## Aufgaben
#1 Übersetze aus dem Fachbeitrag über Praxisbesonderheiten bei RLV und QZV den folgenden Satz ins Englische: „Diese Frage ist nun vom BSG bejaht worden (Urteil vom 13.05.2020, Az. B 6 KA 10/19 R).“
#2 Unter welcher Voraussetzung können laut dem Fachbeitrag über Praxisbesonderheiten bei RLV und QZV die Regelleistungsvolumina erhöht werden?
#3 Schreibe den Fachbeitrag über Praxisbesonderheiten bei RLV und QZV im Anschluss an seinen letzten Satz weiter.

## Extrahierter Text

· Fachbeitrag · Vertragsarztrecht
BSG: Praxisbesonderheiten auch für qualifikationsbezogene Zusatzvolumina (QZV) möglich
von RA, FA MedR Christian Pinnow, D+B Rechtsanwälte Partnerschaft mbB, db-law.de
| Das Bundessozialgericht (BSG) hat durch eine Vielzahl von Entscheidungen einen klaren Rahmen für die Anerkennung von Praxisbesonderheiten und die daraus folgende Erhöhungen von Regelleistungsvolumina (RLV) abgesteckt. Da aber die Honorarverteilungsregelungen der einzelnen KVen neben die RLV auch qualifikationsbezogene Zusatzvolumina (QZV) gestellt haben, stellte sich lange Zeit die Frage, ob im Falle von Praxisbesonderheiten auch die QZV erhöht werden können. Diese Frage ist nun vom BSG bejaht worden (Urteil vom 13.05.2020, Az. B 6 KA 10/19 R). |
Praxisbesonderheiten bei RLV und QZV vor dem BSG-Urteil
Für den Bereich der RLV ist klar, dass diese erhöht werden können, wenn eine Praxis im Vergleich zur Fachgruppe eine besondere Leistungsstruktur oder Patientenklientel aufweist. Diese Besonderheiten müssen bei der Behandlung eines Patienten im Durchschnitt mit mehr Leistungen verbunden sein als bei der Behandlung eines Patienten in einer „durchschnittlichen“ Praxis.

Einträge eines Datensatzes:
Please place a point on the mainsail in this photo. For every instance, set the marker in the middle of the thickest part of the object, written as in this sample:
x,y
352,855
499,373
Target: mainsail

## Lösungen
#1 The BSG has now answered this question in the affirmative (judgment of May 13, 2020, file no. B 6 KA 10/19 R).

#2 Wenn eine Praxis im Vergleich zur Fachgruppe eine besondere Leistungsstruktur oder Patientenklientel aufweist.

#3
Anerkennung von Praxisbesonderheiten bei RLV
Die RLV-Erhöhungen erfolgen dann wegen des Vorliegens von Praxisbesonderheiten. Diese liegen immer dann vor, wenn die Praxis
- eine im Leistungsangebot zum Ausdruck kommende Spezialisierung und
- eine von der Typik der Arztgruppe abweichende Praxisausrichtung
aufweist, die messbaren Einfluss auf den Anteil der im Spezialisierungsbereich abgerechneten Punkte im Verhältnis zur Gesamtpunktzahl hat.
Bislang keine Anerkennung von Praxisbesonderheiten bei QZV
Nach der Systematik der Honorarverteilungsmaßstäbe (HVM) werden von den RLV die fachgruppentypischen Leistungen erfasst. Für eine Vielzahl von qualitätsgesicherten Leistungen sehen die HVM zusätzlich unterschiedlichste QZV vor, die das RLV ergänzen. Sie werden ‒ vergleichbar mit den RLV ‒ als Produkt einer QZV-relevanten Fallzahl und eines QZV-Fallwertes gebildet. Die QZV-Fallzahl kann entweder die RLV-Fallzahl sein oder die Leistungsfallzahl. Letztere ist die Anzahl der Fälle, bei denen im Bezugszeitraum die QZV-relevante Leistung erbracht wurde.
Trotz dieser Differenzierung gibt es Praxen, deren ganz besonderer Praxiszuschnitt weiterhin nicht adäquat abgebildet wird und deren Leistungen nicht ausreichend vergütet werden. Vertragsärzte, die daher eine Erhöhung der QZV wegen des Vorliegens von Praxisbesonderheiten geltend machen wollten, wurden bislang von KVen regelmäßig abgewiesen. Argument: Die QZV erfasse fachliche Spezialisierungen abschließend. Das BSG sieht es anders!
Das BSG-Urteil und die Konsequenzen
Im Fall ging es um eine BAG mit drei Orthopäden und einem Unfallchirurgen. Die Ärzte hatten Akupunkturleistungen (EBM-Nrn. 30790 und 30791) mit entsprechender Abrechnungsgenehmigung nach ihrer Auffassung im Vergleich zu den Fachgruppenkollegen überdurchschnittlich häufig erbracht.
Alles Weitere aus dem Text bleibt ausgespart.